Given passage:
⟨

This project is archived and is in readonly mode.

#5883 ✓stale
Daniel Beardsley

Design of Schema.define() can cause missed migrations

Reported by Daniel Beardsley | October 29th, 2010 @ 07:43 AM

This is an architectural issue, but the way the schema.rb file only lists one version number makes it possible to end up in a state where the entries in your schema_migrations table don't match up with the migrations that have actually been applied to your database.

There are lots of ways this could happen, but here is one scenario:

  1. Two developers are working on separate branches and each creates a migration.
  2. Both merge their work back into master.
  3. One of them inevitably has a conflict with the Schema.define(:version => line within db/schema.rb
  4. Developer picks the wrong Schema.define line when merging
  5. Someone later uses rake db:schema:load and now has incorrect entries in their schema_migrations table because Schema.define assumes all prior migrations have already happened.

⟩

Data records:

⟨

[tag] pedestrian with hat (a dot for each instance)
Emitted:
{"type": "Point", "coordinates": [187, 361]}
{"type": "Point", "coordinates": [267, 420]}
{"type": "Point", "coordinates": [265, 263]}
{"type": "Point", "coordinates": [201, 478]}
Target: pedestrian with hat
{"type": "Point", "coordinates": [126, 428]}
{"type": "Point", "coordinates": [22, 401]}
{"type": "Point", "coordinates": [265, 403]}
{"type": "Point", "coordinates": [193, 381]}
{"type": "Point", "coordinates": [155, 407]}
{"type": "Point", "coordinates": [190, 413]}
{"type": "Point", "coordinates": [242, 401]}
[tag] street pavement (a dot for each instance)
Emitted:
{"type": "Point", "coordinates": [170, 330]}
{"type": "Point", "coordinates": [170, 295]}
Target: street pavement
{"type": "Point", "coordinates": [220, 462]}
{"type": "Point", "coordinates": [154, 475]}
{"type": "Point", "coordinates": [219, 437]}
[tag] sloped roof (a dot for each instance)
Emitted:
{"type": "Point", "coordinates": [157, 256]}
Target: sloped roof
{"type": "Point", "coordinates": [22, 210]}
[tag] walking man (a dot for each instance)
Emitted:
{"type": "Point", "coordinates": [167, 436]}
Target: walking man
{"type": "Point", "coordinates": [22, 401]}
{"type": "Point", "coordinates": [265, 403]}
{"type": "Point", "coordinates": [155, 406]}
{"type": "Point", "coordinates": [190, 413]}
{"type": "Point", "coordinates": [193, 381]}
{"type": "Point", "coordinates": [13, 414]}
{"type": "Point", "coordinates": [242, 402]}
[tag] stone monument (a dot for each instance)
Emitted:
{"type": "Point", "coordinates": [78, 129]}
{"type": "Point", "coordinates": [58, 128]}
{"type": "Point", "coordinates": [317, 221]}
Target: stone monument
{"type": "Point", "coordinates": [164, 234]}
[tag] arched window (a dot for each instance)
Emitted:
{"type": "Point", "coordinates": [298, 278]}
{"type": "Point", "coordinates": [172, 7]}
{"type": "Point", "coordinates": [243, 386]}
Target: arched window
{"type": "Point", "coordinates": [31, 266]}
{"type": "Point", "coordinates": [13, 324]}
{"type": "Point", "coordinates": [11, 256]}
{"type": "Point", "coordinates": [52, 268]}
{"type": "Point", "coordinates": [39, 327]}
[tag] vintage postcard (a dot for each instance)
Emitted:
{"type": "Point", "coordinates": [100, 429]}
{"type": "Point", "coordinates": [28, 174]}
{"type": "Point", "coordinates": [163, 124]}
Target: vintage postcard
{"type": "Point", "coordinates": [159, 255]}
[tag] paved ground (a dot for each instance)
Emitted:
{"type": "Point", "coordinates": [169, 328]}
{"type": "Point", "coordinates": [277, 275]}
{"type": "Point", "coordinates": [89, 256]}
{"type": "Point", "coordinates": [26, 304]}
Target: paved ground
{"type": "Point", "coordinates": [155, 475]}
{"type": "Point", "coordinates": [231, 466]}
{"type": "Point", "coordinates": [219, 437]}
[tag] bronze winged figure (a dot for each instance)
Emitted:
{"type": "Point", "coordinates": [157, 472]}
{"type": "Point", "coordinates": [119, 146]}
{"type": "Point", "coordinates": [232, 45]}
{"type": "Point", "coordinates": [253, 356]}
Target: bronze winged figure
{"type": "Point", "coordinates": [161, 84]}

⟩

Tasks:
1. In the bug report on Schema.define(), how many version numbers does the schema.rb file list?
2. Do these statements agree with the bug report on Schema.define()? Answer yes or no for each, quoting the words of the bug report that decide it.
(a) The described scenario starts with two developers working on separate branches.
(b) The merge conflict in the scenario occurs in a migration file under db/migrate.
(c) The report was filed in November 2010.
3. Carry the bug report on Schema.define() forward from its last listed step.

Results in order:
1. Only one version number.

2.
(a) Yes: "Two developers are working on separate branches and each creates a migration."
(b) No: "One of them inevitably has a conflict with the Schema.define(:version => line within db/schema.rb"
(c) No: "October 29th, 2010 @ 07:43 AM"

3.
Depending on the scenario, this can happen both ways (schema.rb assumes incorrectly that migrations have been applied OR assumes incorrectly that migrations haven't been applied).

This Stack Overflow answer does a much better job of explaining the problem. Also see this Lighthouse ticket comment by Ryan Bates

Solution

Really, schema.rb should list all migration numbers that have already been applied so that we can guarantee rake db:migrate == rake db:schema:load

I propose changing the Schema.define method to accept :verions => [...] and properly sort and list all the entries (one per line). I'll gladly create a patch and some test cases if this is a good idea.

Comments and changes to this ticket

  • Andrew White

    Andrew White October 29th, 2010 @ 09:37 AM

    • Importance changed from “” to “Low”

    I don't think listing all the applied migrations in schema.rb is a good idea - you'll still get a merge conflict on the Schema.define line. The task db:migrate:status will show you any migrations that haven't been applied, so I'd be more in favour of removing the version line to eliminate the merge conflict.

    What I'd like to see is being able to edit the schema.rb directly and then running a rake task sync the database to the schema with an option to save the migration first for tweaking if necessary.

  • Daniel Beardsley

    Daniel Beardsley October 29th, 2010 @ 10:00 AM

    Why would there be a merge conflict? Each migration timestamp would be on its own line (and sorted):

      Schema.define(:versions => %w{
          201008110387143
          201008140387943
          201008210562792
          ...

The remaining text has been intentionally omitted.